Excerpts of location labeling data:
.....

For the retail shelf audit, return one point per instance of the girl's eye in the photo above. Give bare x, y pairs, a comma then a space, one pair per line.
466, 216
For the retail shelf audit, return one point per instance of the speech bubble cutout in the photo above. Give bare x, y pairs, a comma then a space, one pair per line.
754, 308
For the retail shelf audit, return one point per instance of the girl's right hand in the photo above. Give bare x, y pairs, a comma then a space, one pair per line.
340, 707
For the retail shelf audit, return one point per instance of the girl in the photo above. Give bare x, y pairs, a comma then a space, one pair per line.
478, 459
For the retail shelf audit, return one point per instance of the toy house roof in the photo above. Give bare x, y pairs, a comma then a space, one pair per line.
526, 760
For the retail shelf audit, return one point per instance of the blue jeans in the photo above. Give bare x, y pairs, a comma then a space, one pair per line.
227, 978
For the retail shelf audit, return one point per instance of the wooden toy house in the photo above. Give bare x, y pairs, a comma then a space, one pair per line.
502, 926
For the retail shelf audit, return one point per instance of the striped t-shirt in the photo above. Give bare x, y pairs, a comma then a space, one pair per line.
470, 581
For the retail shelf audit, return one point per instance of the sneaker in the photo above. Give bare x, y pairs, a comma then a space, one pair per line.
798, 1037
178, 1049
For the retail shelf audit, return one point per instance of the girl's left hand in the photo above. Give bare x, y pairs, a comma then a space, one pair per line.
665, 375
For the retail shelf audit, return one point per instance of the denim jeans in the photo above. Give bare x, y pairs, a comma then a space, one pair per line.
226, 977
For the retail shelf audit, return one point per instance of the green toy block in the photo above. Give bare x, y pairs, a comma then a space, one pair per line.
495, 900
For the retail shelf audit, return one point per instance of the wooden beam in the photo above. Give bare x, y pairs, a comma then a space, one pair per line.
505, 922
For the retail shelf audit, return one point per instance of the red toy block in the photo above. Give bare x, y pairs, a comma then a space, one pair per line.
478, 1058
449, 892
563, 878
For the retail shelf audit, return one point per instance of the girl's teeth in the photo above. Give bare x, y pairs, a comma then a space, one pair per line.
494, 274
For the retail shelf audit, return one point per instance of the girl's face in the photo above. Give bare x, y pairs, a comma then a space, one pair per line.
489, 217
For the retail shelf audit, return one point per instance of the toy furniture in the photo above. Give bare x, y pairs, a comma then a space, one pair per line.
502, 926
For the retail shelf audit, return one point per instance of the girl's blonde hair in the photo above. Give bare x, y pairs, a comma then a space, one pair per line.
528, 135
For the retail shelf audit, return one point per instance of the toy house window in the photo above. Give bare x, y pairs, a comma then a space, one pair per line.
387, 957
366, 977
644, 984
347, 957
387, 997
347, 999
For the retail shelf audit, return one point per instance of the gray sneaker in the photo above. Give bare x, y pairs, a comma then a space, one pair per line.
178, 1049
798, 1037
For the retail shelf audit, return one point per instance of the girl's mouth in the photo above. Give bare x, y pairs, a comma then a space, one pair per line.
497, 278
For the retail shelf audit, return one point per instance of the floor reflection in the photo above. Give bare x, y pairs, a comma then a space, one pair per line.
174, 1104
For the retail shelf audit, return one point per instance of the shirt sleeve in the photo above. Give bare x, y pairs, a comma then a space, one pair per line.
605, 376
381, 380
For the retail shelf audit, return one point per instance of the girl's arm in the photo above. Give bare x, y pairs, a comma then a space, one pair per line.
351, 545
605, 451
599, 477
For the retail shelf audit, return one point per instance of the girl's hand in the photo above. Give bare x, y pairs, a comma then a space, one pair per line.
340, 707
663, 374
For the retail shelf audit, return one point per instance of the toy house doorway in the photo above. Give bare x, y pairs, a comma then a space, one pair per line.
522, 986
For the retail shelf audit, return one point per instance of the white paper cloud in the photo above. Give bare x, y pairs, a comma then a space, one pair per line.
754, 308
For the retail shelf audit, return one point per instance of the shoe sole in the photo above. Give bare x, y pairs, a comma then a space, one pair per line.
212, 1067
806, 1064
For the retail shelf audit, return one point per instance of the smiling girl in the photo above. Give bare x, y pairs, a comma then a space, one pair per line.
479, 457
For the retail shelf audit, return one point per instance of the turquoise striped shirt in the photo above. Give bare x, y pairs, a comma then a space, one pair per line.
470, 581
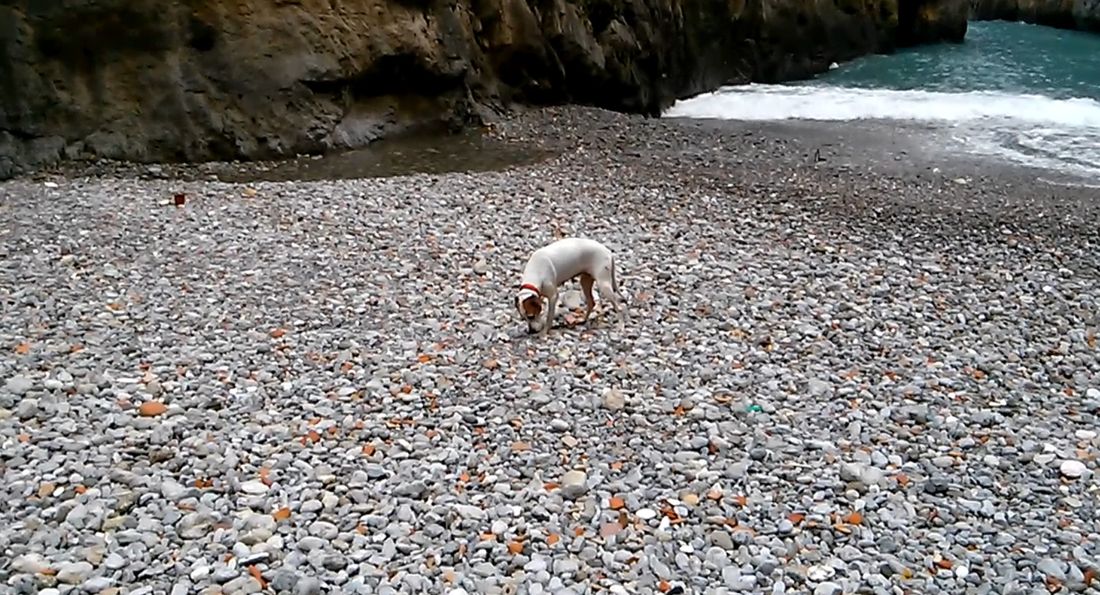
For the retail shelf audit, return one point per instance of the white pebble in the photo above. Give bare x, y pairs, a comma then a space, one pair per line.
1073, 469
254, 486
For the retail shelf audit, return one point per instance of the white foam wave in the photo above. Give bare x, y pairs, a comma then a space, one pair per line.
840, 103
1032, 130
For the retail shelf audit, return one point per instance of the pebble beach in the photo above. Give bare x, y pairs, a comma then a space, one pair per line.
849, 367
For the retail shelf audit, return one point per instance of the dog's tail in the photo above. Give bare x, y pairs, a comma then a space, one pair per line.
614, 278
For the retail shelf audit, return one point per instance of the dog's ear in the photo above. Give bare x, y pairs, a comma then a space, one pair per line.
532, 306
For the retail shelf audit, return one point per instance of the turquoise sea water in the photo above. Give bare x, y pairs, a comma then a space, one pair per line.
1025, 94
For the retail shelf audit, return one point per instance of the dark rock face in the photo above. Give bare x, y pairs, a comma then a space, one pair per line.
1082, 14
201, 79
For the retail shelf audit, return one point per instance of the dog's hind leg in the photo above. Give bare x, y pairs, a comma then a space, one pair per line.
606, 289
590, 302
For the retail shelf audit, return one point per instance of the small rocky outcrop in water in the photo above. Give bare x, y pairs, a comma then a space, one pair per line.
151, 80
1082, 14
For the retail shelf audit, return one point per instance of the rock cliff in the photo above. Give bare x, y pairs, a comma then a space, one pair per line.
1084, 14
201, 79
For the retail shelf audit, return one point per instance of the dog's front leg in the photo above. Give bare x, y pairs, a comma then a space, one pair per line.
551, 307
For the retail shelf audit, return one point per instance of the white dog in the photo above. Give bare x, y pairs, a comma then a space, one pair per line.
554, 264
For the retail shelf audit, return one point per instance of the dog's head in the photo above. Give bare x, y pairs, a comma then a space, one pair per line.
529, 306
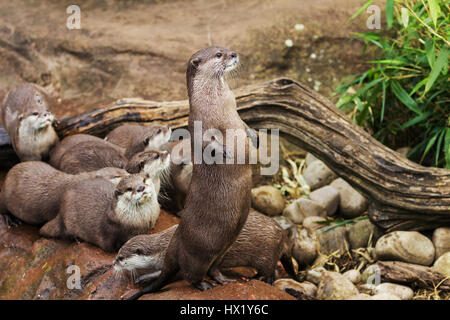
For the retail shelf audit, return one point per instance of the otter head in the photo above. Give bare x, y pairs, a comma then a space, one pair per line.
151, 163
114, 175
135, 190
211, 63
140, 252
37, 120
156, 136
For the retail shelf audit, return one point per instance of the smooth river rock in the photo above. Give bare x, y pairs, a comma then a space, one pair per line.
332, 240
353, 275
403, 292
334, 286
313, 223
301, 290
406, 246
268, 200
360, 233
352, 204
317, 175
442, 264
301, 208
441, 241
328, 197
305, 248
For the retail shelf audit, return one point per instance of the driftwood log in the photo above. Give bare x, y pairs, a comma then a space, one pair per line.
403, 195
413, 275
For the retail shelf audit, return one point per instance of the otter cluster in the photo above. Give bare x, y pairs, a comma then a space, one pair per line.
102, 191
105, 191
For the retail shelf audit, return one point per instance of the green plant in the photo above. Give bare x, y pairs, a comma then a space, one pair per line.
405, 93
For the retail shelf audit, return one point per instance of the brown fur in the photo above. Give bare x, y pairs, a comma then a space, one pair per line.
261, 243
32, 190
22, 107
218, 200
136, 138
68, 143
90, 211
81, 152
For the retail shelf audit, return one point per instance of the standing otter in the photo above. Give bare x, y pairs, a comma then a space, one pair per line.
218, 200
98, 212
28, 122
261, 243
32, 190
136, 138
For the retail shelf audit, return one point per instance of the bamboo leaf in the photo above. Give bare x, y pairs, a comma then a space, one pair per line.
438, 148
441, 61
403, 96
431, 142
416, 120
447, 148
389, 12
429, 49
435, 11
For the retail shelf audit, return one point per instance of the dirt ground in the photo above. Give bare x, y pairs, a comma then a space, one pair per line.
140, 48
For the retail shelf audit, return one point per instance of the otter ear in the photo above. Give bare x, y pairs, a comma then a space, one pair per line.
117, 193
195, 62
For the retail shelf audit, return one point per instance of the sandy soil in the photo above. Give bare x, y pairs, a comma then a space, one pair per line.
140, 48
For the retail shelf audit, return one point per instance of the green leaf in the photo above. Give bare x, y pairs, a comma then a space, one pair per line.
403, 96
357, 13
447, 148
416, 120
437, 68
435, 11
383, 104
429, 145
429, 49
418, 86
389, 12
438, 147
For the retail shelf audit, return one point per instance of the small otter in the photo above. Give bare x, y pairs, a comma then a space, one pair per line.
136, 138
92, 153
68, 143
107, 216
28, 122
154, 164
218, 199
32, 190
261, 243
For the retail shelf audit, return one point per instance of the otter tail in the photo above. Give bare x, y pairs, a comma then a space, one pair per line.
3, 209
288, 266
288, 240
167, 274
53, 228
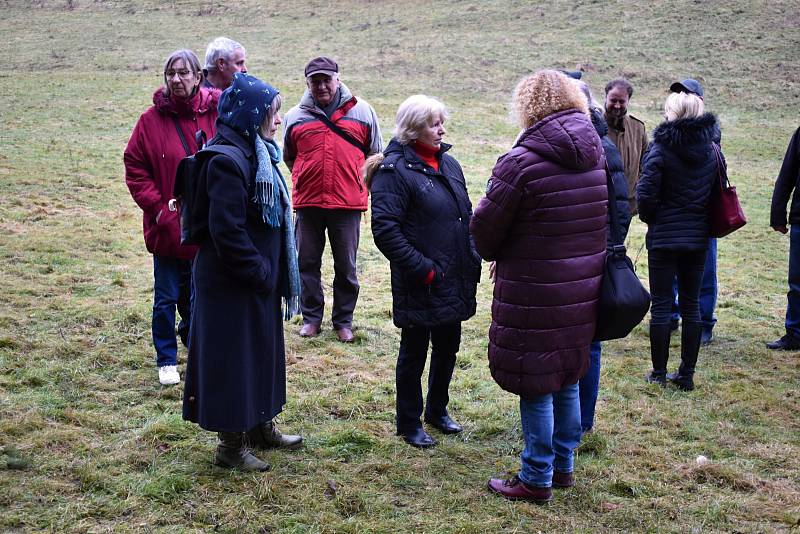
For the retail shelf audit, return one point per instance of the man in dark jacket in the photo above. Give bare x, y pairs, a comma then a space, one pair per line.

.....

**WORK TO BE COMPLETED:** Beginning at the line with "of the dirt", reproduce each line exactly through the last line of the records above, with pictures left out.

**WRITTEN RESPONSE:**
For the retail shelf audit, return one point per instance of the dirt ground in the photo above. Give bare x, y pairs, a comma then a space, one pair per line.
140, 48
For the retail shelf audit, return one point per instance of the otter ear in the photo above. Give bare x, y pairs, a comma then a space, one pair per line.
117, 193
195, 62
For the retail shelf audit, return one point per instance of the sandy soil in the photo above. Give bare x, y pairs, a comma then a space, one pair per line.
140, 48
For the retail shelf audit, return one point per instance of the green leaf in the photo above. Give bare x, y pairs, a comma then a space, one pair per line.
403, 96
357, 13
447, 148
416, 120
437, 68
435, 11
383, 104
429, 145
429, 49
418, 86
389, 12
438, 147
For the retail shelf audit, return one point per instance of the small otter in the photo above. Give bare x, y pairs, a comma then a space, one pair per line.
136, 138
92, 153
68, 143
107, 216
28, 122
154, 164
218, 199
32, 190
261, 243
For the retail shelf audit, return one point per instance of the otter tail in the photo above. Give bare x, y pairs, a comma then a space, one pair per line.
3, 209
288, 266
288, 240
167, 274
53, 228
For the retail shelf audit, return one point per instance of the man in dark jacket in the photo above. Give bare x, y pairs, a comma then a space, one pair per line.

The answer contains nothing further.